Exercise data:
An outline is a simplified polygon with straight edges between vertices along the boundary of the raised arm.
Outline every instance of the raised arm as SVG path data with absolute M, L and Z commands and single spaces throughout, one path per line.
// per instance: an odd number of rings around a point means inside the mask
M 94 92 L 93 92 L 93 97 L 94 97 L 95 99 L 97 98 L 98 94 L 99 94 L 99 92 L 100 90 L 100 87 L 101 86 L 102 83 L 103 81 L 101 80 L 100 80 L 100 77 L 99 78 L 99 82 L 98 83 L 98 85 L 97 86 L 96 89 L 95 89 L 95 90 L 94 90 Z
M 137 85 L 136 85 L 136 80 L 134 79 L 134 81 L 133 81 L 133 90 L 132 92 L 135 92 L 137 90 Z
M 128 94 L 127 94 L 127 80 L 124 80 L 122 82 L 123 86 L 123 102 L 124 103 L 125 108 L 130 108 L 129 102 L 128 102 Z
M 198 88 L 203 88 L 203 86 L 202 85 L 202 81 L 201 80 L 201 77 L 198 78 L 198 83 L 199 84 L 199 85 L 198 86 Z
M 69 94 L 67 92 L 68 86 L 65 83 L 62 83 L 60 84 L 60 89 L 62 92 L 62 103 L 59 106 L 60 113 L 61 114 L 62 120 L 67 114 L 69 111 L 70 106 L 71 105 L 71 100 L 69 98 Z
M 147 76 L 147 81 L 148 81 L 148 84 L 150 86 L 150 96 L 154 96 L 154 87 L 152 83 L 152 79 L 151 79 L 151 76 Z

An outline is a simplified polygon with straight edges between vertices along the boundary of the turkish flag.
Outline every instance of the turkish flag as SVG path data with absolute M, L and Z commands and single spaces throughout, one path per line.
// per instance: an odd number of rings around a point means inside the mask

Set task:
Could you return all of the data above line for line, without changing anything?

Result for this task:
An outline is a simplified polygon with straight edges between vertices along the boundary of the raised arm.
Outline every instance of the raised arm as SVG path data with absolute M, L and Z commands and single spaces throughout, one path per line.
// per instance: an odd number of rings around a point means inside the mask
M 94 92 L 93 92 L 93 97 L 94 97 L 95 99 L 97 98 L 98 94 L 99 94 L 99 92 L 100 90 L 100 87 L 101 86 L 102 83 L 103 81 L 101 80 L 100 80 L 100 77 L 99 78 L 99 82 L 98 83 L 98 85 L 97 86 L 96 89 L 95 89 L 95 90 L 94 90 Z
M 137 85 L 136 85 L 136 80 L 134 79 L 134 81 L 133 81 L 133 90 L 132 92 L 135 92 L 137 90 Z
M 128 94 L 127 94 L 127 80 L 124 80 L 122 82 L 123 86 L 123 102 L 124 103 L 125 108 L 130 108 L 129 102 L 128 102 Z
M 198 88 L 203 88 L 203 86 L 202 85 L 202 81 L 201 80 L 201 77 L 198 78 L 198 83 L 199 84 L 199 85 L 198 86 Z
M 69 94 L 67 92 L 68 86 L 65 83 L 62 83 L 60 84 L 60 89 L 62 92 L 62 103 L 59 106 L 60 113 L 61 114 L 62 120 L 67 114 L 69 111 L 70 106 L 71 105 L 71 100 L 69 98 Z
M 147 76 L 147 81 L 148 81 L 148 84 L 150 86 L 150 96 L 154 96 L 154 87 L 152 83 L 152 79 L 151 79 L 151 76 Z

An outline is a simplified polygon with straight edges between vertices along the boundary of the turkish flag.
Outline every instance of the turkish flag as SVG path data with absolute M, L and Z commands and single spaces throughout, one path per line.
// per instance: an odd number of rings around a point means inside the mask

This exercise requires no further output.